- PROVIDED DATA:
<<<<

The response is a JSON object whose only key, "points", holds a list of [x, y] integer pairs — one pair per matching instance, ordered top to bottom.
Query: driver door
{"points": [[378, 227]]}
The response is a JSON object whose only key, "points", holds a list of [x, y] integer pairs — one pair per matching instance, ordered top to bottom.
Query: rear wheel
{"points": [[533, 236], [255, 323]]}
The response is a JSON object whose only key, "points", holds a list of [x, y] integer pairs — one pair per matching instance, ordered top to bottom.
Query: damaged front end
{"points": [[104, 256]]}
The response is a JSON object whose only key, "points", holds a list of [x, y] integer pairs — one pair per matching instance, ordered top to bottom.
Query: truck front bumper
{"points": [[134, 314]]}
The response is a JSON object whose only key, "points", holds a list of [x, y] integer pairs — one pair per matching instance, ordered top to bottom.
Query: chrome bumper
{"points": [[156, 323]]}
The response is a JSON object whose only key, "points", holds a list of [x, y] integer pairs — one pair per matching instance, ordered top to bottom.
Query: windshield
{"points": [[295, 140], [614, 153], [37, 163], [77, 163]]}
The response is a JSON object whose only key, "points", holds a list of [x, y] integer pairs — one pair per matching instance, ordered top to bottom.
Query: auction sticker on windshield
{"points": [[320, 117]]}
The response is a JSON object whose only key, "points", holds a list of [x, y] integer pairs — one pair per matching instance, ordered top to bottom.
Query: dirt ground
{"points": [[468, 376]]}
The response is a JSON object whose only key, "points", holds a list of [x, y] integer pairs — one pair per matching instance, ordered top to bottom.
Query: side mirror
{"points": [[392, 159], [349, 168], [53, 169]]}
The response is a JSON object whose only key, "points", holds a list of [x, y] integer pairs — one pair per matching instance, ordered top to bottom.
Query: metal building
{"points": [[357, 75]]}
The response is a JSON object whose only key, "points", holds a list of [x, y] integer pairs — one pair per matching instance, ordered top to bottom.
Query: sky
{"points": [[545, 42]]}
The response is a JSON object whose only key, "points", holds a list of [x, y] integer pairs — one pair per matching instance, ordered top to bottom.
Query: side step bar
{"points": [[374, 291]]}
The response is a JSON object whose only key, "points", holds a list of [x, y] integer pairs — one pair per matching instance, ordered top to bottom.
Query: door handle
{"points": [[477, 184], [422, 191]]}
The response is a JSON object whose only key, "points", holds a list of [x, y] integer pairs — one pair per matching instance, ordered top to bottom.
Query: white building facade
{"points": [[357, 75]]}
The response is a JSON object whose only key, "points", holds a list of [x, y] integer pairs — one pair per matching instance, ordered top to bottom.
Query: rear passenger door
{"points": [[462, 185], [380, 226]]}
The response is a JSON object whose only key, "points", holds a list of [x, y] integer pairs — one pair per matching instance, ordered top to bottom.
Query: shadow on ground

>>>>

- PROBLEM STATEMENT: Transcribe the full listing, word for word.

- ANSWER SPACE:
The response is a JSON object whose only key, "points", holds a list of [x, y] integer pairs — one pair per matching instance, ordered top to bottom.
Query: driver door
{"points": [[378, 227]]}
The response is a JSON object whose only key, "points", holds a list of [x, y] integer pairs — one pair per matching instance, ordered top to bottom.
Query: rear wheel
{"points": [[533, 236], [255, 323]]}
The response is a JSON object whose only key, "points", holds a list of [x, y] integer pairs — one pair per matching instance, ordered top to bottom.
Query: damaged front end
{"points": [[104, 256]]}
The response is a JSON object whose only key, "points", holds a list of [x, y] integer pairs — one pair per matching instance, ordered top to bottom.
Query: truck front bumper
{"points": [[134, 314]]}
The response is a JSON object whose only key, "points", holds a list of [x, y] integer pairs — one pair per matching instance, ordered top to bottom.
Query: chrome bumper
{"points": [[156, 323]]}
The response is a JSON object whose only key, "points", holds a list of [x, y] integer pairs — one pair per matching instance, ordered top to bottom.
Query: windshield
{"points": [[295, 140], [614, 153], [37, 163], [77, 163]]}
The response is a JSON object whose only key, "points", holds a list of [x, y] integer pairs — one pair per matching instance, ordered top to bottom.
Query: auction sticker on windshield
{"points": [[320, 117]]}
The response is a JSON object whose only key, "points", holds a list of [x, y] integer pairs — one pair per matching instance, ordered top to bottom.
Query: dirt ground
{"points": [[468, 376]]}
The response is a JSON object whose only key, "points", holds a list of [x, y] integer pairs — one pair per matching instance, ordered top to bottom.
Query: side mirror
{"points": [[392, 159], [349, 168], [53, 169]]}
The response is a JSON object whose only key, "points", holds a list of [x, y] integer pairs — one pair per matching instance, ordered top to bottom.
Query: metal building
{"points": [[357, 75]]}
The response is a JSON object whose only key, "points", holds a list of [x, y] integer pairs — one pair per matching instance, ordered top to bottom.
Query: sky
{"points": [[545, 42]]}
The response is a JSON object whose only key, "points", holds a list of [x, y] integer pairs — one pair per matching instance, ordered top to bottom.
Query: side step bar
{"points": [[374, 291]]}
The response is a JSON object whose only key, "points", holds a list of [x, y] integer pairs — one pair per matching instance, ordered top to bottom.
Query: door handle
{"points": [[477, 184], [422, 191]]}
The response is a JSON object whose only key, "points", holds a list of [x, y] integer pairs — one pair per matching instance, ordered top to bottom.
Query: white building facade
{"points": [[357, 75]]}
The response is a JSON object whose only key, "points", holds a list of [x, y] integer pairs — one pair per matching instance, ordered top to bottom.
Query: rear passenger door
{"points": [[462, 185], [380, 226]]}
The response is a JSON object whose only key, "points", holds a list of [x, y] integer pairs — one pair per matching instance, ordered top to bottom.
Query: shadow on ground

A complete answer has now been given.